_EXERCISE TASK_
What follows is a block of records; reproduce all of it verbatim.

_RECORDS FOR THIS EXERCISE_
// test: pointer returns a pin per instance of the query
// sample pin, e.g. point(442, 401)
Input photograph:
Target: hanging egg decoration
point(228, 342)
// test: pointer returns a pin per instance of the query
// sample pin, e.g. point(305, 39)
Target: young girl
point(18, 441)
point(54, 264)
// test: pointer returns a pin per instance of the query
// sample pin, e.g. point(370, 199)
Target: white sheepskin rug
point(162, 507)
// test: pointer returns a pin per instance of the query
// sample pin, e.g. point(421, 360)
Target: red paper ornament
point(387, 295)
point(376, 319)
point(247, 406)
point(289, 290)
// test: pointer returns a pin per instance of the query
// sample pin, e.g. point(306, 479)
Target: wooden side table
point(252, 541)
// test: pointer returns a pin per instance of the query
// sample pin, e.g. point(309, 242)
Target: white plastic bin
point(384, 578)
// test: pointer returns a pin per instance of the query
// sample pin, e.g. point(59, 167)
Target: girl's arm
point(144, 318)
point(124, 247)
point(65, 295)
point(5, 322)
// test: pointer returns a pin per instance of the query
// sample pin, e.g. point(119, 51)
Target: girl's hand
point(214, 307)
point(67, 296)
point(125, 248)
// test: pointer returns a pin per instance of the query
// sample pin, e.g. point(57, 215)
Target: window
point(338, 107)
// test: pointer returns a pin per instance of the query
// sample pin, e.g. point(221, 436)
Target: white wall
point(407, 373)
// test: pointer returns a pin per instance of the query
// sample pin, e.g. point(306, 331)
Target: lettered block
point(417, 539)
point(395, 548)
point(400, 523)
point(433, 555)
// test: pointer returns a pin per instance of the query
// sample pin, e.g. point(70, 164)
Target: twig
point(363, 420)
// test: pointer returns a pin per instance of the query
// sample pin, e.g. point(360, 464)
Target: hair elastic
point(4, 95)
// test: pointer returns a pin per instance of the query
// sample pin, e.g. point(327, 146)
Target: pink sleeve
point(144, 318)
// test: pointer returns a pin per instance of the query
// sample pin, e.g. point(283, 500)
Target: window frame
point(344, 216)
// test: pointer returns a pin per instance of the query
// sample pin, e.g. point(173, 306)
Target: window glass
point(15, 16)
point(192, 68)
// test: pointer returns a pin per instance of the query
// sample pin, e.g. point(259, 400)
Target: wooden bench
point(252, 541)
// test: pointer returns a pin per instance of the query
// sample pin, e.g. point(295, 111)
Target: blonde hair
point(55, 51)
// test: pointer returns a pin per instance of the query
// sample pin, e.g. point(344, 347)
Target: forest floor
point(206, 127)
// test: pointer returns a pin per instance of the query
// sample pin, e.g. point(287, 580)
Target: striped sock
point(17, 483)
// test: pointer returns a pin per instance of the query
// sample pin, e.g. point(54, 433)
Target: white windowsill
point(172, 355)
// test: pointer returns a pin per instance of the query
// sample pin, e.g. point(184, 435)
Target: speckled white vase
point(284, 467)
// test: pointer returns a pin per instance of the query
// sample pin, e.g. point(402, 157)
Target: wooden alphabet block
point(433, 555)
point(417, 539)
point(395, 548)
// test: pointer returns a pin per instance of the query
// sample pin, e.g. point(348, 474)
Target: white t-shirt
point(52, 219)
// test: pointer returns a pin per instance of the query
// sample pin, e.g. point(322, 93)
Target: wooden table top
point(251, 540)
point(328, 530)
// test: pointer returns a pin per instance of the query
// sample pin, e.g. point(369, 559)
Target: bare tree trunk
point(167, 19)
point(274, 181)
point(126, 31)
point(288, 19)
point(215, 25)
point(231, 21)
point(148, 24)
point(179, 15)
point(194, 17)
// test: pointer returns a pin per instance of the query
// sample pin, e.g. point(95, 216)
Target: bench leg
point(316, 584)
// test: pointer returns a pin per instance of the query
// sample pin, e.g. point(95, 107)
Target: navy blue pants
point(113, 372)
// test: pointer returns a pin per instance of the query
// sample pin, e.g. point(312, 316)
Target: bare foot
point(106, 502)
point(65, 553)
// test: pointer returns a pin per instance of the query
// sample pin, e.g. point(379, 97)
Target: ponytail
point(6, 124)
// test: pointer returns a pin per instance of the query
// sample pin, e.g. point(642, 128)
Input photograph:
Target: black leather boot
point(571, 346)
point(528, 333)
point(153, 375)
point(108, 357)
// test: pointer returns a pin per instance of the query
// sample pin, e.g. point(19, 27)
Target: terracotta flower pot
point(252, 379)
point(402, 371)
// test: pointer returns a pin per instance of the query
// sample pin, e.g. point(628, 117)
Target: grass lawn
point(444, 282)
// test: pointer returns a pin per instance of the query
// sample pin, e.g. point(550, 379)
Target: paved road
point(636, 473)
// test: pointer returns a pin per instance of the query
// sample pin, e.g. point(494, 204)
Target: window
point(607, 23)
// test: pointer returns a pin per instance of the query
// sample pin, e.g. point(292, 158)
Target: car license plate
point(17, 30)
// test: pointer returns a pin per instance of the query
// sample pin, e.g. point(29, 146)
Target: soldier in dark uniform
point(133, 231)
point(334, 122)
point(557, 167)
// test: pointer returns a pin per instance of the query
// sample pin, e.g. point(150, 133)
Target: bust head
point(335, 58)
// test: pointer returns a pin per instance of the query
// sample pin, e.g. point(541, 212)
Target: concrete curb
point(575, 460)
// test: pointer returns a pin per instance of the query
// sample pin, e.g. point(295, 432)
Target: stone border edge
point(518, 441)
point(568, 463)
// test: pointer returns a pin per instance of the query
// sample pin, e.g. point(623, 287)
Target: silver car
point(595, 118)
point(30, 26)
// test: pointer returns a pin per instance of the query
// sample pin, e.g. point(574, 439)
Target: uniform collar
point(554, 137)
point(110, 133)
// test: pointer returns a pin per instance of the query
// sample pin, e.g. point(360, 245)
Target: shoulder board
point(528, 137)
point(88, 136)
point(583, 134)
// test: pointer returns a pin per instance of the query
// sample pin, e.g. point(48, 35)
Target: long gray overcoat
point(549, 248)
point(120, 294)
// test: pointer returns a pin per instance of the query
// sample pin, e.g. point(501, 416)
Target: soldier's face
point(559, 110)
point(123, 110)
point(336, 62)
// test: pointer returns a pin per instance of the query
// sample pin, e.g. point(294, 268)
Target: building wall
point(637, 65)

_ANSWER TO THE TASK_
// test: pointer returns a pin per instance of the query
// sample pin, e.g. point(442, 401)
Input photograph:
Target: hanging egg decoration
point(228, 342)
// test: pointer returns a pin per instance of the query
// sample pin, e.g. point(305, 39)
Target: young girl
point(18, 441)
point(54, 264)
// test: pointer returns a pin per instance of the query
// sample pin, e.g. point(370, 199)
Target: white sheepskin rug
point(162, 507)
// test: pointer returns a pin per instance of the query
// sample pin, e.g. point(421, 360)
Target: red paper ornament
point(387, 295)
point(376, 319)
point(247, 406)
point(289, 290)
// test: pointer returns a pin per instance of the query
// sample pin, e.g. point(306, 479)
Target: wooden side table
point(252, 541)
// test: pointer returns a pin per instance of the query
// sample pin, e.g. point(309, 242)
Target: white plastic bin
point(384, 578)
// test: pointer returns a pin per instance of the query
// sample pin, e.g. point(59, 167)
Target: girl's arm
point(144, 318)
point(124, 247)
point(65, 295)
point(5, 322)
// test: pointer returns a pin per instance of the query
// sample pin, e.g. point(119, 51)
Target: girl's hand
point(214, 307)
point(67, 296)
point(125, 248)
// test: pointer returns a pin per instance of the query
// sample pin, e.g. point(57, 215)
Target: window
point(338, 107)
// test: pointer returns a pin per instance of the query
// sample pin, e.g. point(221, 436)
Target: white wall
point(407, 373)
// test: pointer returns a pin per instance of the query
// sample pin, e.g. point(306, 331)
Target: lettered block
point(417, 539)
point(395, 548)
point(400, 523)
point(433, 555)
// test: pointer returns a pin per instance of the query
// sample pin, e.g. point(70, 164)
Target: twig
point(363, 420)
// test: pointer returns a pin per instance of the query
// sample pin, e.g. point(360, 464)
Target: hair elastic
point(4, 95)
// test: pointer returns a pin per instance of the query
// sample pin, e.g. point(327, 146)
Target: pink sleeve
point(144, 318)
// test: pointer returns a pin per instance of the query
// sample pin, e.g. point(283, 500)
Target: window frame
point(344, 216)
// test: pointer returns a pin per instance of the query
// sample pin, e.g. point(173, 306)
Target: window glass
point(15, 16)
point(192, 68)
// test: pointer returns a pin per instance of the query
// sample pin, e.g. point(259, 400)
Target: wooden bench
point(252, 541)
// test: pointer returns a pin per instance of the query
// sample pin, e.g. point(295, 111)
Target: blonde hair
point(55, 51)
// test: pointer returns a pin per instance of the query
// sample pin, e.g. point(344, 347)
Target: forest floor
point(206, 127)
// test: pointer returns a pin per instance of the query
// sample pin, e.g. point(287, 580)
Target: striped sock
point(17, 483)
// test: pointer returns a pin per instance of the query
// sample pin, e.g. point(54, 433)
Target: white windowsill
point(172, 355)
// test: pointer returns a pin per instance of the query
// sample pin, e.g. point(184, 435)
Target: speckled white vase
point(284, 467)
// test: pointer returns a pin per instance of the query
// sample pin, e.g. point(402, 157)
Target: wooden alphabet block
point(433, 555)
point(417, 539)
point(395, 548)
// test: pointer returns a pin per instance of the query
// sample pin, e.g. point(348, 474)
Target: white t-shirt
point(52, 219)
// test: pointer returns a pin per instance of the query
// sample pin, e.g. point(322, 93)
Target: wooden table top
point(251, 540)
point(328, 530)
// test: pointer returns a pin per instance of the query
// sample pin, e.g. point(369, 559)
Target: bare tree trunk
point(167, 19)
point(274, 181)
point(126, 31)
point(288, 19)
point(215, 25)
point(231, 21)
point(148, 24)
point(179, 15)
point(194, 17)
// test: pointer returns a pin per instance of the query
// sample pin, e.g. point(95, 216)
Target: bench leg
point(316, 584)
// test: pointer returns a pin per instance of the query
// sample pin, e.g. point(95, 107)
Target: navy blue pants
point(113, 372)
// test: pointer returns a pin per instance of the query
// sample pin, e.g. point(312, 316)
Target: bare foot
point(106, 502)
point(65, 553)
// test: pointer returns a pin per instance of the query
// sample pin, e.g. point(379, 97)
Target: ponytail
point(6, 124)
// test: pointer returns a pin per instance of the query
// sample pin, e.g. point(642, 128)
Input photograph:
Target: black leather boot
point(571, 346)
point(528, 333)
point(153, 375)
point(108, 357)
// test: pointer returns a pin per instance of the query
// sample pin, e.g. point(19, 27)
Target: terracotta flower pot
point(252, 379)
point(402, 371)
// test: pointer returns a pin per instance of the query
// sample pin, e.g. point(628, 117)
Target: grass lawn
point(444, 282)
// test: pointer returns a pin per instance of the query
// sample pin, e.g. point(550, 379)
Target: paved road
point(636, 473)
// test: pointer returns a pin per instance of the query
// sample pin, e.g. point(494, 204)
Target: window
point(607, 23)
// test: pointer returns a pin per instance of the query
// sample pin, e.g. point(292, 158)
Target: car license plate
point(17, 30)
// test: pointer returns a pin per instance of the query
// sample pin, e.g. point(29, 146)
Target: soldier in dark uniform
point(133, 231)
point(334, 122)
point(557, 167)
// test: pointer returns a pin per instance of the query
// sample pin, e.g. point(150, 133)
Target: bust head
point(335, 58)
// test: pointer returns a pin per instance of the query
// sample pin, e.g. point(541, 212)
Target: concrete curb
point(575, 460)
// test: pointer returns a pin per instance of the query
// sample pin, e.g. point(295, 432)
Target: stone border edge
point(518, 441)
point(568, 463)
// test: pointer returns a pin per instance of the query
// sample pin, e.g. point(623, 287)
Target: silver car
point(595, 118)
point(30, 26)
// test: pointer returns a pin per instance of the query
// sample pin, e.g. point(574, 439)
Target: uniform collar
point(554, 137)
point(110, 133)
// test: pointer returns a pin per instance of the query
// sample pin, e.g. point(360, 245)
Target: shoulder board
point(528, 137)
point(88, 136)
point(583, 134)
// test: pointer returns a pin per instance of the query
// sample pin, e.g. point(48, 35)
Target: long gray overcoat
point(549, 248)
point(120, 294)
// test: pointer returns a pin per instance of the query
// sample pin, e.g. point(501, 416)
Target: soldier's face
point(559, 110)
point(123, 110)
point(336, 62)
// test: pointer returns a pin per instance of the query
// sample pin, e.g. point(294, 268)
Target: building wall
point(637, 65)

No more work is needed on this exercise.